Available records:
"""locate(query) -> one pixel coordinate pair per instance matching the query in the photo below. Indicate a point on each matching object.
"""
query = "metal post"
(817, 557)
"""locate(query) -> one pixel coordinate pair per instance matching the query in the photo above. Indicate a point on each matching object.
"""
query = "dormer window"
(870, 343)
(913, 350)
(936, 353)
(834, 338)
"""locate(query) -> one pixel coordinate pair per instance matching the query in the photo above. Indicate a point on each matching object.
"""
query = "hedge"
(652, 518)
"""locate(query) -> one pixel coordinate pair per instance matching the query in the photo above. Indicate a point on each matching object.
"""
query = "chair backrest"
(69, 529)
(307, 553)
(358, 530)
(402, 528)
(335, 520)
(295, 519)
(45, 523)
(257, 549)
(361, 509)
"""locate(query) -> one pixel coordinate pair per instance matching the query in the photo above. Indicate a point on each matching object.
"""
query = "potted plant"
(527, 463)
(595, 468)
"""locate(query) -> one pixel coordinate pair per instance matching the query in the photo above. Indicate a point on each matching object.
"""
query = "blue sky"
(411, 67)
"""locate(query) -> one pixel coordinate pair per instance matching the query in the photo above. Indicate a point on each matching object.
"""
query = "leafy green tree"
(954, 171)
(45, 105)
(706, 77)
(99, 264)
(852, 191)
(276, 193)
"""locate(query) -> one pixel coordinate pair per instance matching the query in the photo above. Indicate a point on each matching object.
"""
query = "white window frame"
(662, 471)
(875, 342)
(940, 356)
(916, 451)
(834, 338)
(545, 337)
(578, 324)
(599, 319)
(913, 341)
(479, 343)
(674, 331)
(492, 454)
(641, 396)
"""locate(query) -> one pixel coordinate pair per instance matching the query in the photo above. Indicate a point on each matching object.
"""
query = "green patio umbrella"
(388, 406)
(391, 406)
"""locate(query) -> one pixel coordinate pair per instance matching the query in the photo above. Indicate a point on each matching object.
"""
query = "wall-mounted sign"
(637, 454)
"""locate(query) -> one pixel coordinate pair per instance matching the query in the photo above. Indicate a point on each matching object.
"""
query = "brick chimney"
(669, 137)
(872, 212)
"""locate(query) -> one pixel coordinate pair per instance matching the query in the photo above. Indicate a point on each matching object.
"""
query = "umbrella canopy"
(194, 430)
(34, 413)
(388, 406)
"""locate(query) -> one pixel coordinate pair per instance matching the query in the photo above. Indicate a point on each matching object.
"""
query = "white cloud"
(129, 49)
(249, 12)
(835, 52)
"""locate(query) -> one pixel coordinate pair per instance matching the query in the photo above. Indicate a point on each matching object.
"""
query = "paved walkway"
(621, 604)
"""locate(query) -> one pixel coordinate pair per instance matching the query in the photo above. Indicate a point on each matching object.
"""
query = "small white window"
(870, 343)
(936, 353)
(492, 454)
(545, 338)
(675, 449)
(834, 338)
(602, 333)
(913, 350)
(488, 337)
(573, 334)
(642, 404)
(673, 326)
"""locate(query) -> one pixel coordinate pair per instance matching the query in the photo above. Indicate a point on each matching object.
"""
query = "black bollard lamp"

Work to complete: Return a faithful copy of all the records above.

Answer for this exercise:
"""locate(query) -> one pixel coordinate pair per instance matching the query in the photo below. Indicate a point on each matching object.
"""
query = "metal post"
(817, 557)
"""locate(query) -> one pixel coordinate pair per instance matching the query in the photo above. Indicate a point on each matching object.
"""
query = "dormer window"
(870, 343)
(913, 350)
(936, 353)
(834, 338)
"""locate(query) -> one pixel coordinate pair per instance matching the query in the photo above. Indicate a point on each matching object.
"""
query = "hedge"
(652, 518)
"""locate(query) -> one pixel coordinate pair per instance matching the query in the photo above. Indicate a point on each matching object.
"""
query = "chair backrest"
(69, 529)
(307, 553)
(358, 530)
(402, 528)
(335, 520)
(295, 519)
(45, 523)
(257, 549)
(361, 509)
"""locate(query) -> one pixel coordinate pair per instance matching the query in the photo above. Indicate a point on each matching object.
"""
query = "potted plant"
(527, 463)
(595, 468)
"""locate(query) -> one pixel coordinate pair per instance matching the query in the photo above. Indicate a point on each matching object.
"""
query = "blue sky"
(411, 67)
"""locate(query) -> one pixel coordinate pair per instance matching the query in the photo above. Indicate a point on each matching object.
"""
query = "leafy green tree"
(954, 171)
(45, 105)
(706, 77)
(99, 264)
(852, 191)
(276, 193)
"""locate(query) -> one pixel coordinate pair per instance matching the query in the photo above. Indicate a point on each matching object.
"""
query = "white window frame"
(662, 471)
(875, 342)
(940, 356)
(916, 451)
(834, 338)
(545, 337)
(578, 324)
(599, 319)
(913, 341)
(479, 343)
(674, 331)
(492, 454)
(641, 396)
"""locate(query) -> one pixel coordinate pair per instance matching the query in the photo above. Indicate a point on each matching object.
"""
query = "green patio umbrella"
(388, 406)
(391, 406)
"""locate(query) -> one pixel coordinate pair per instance matching the query in the photo above. Indicate a point on each matching object.
"""
query = "wall-mounted sign"
(637, 454)
"""locate(query) -> one pixel coordinate pair per instance matching the query in the photo above. Indicate a point on each matching object.
"""
query = "brick chimney"
(669, 137)
(872, 212)
"""locate(query) -> one pixel coordinate pair per instance matching the query in the photo above. Indicate a point on each matching object.
"""
query = "umbrella canopy"
(194, 430)
(34, 413)
(388, 406)
"""locate(query) -> one pixel coordinate pair per instance matching the query in the photo above. Indicate a point on each matching object.
"""
query = "white cloud"
(129, 49)
(249, 12)
(835, 52)
"""locate(query) -> one pixel coordinate pair per instance matching the query in the photo above. Indicate a point on each matching object.
"""
query = "paved walkway"
(621, 604)
"""locate(query) -> one pixel coordinate pair per instance matching the query in the photo above. Indicate a point on each matching object.
"""
query = "small white window"
(870, 343)
(936, 353)
(492, 454)
(545, 338)
(675, 449)
(834, 338)
(602, 333)
(913, 350)
(488, 337)
(573, 334)
(642, 404)
(673, 326)
"""locate(query) -> one pixel coordinate pair per instance matching the query in the photo above. Indicate a point on each matching object.
"""
query = "black bollard lamp"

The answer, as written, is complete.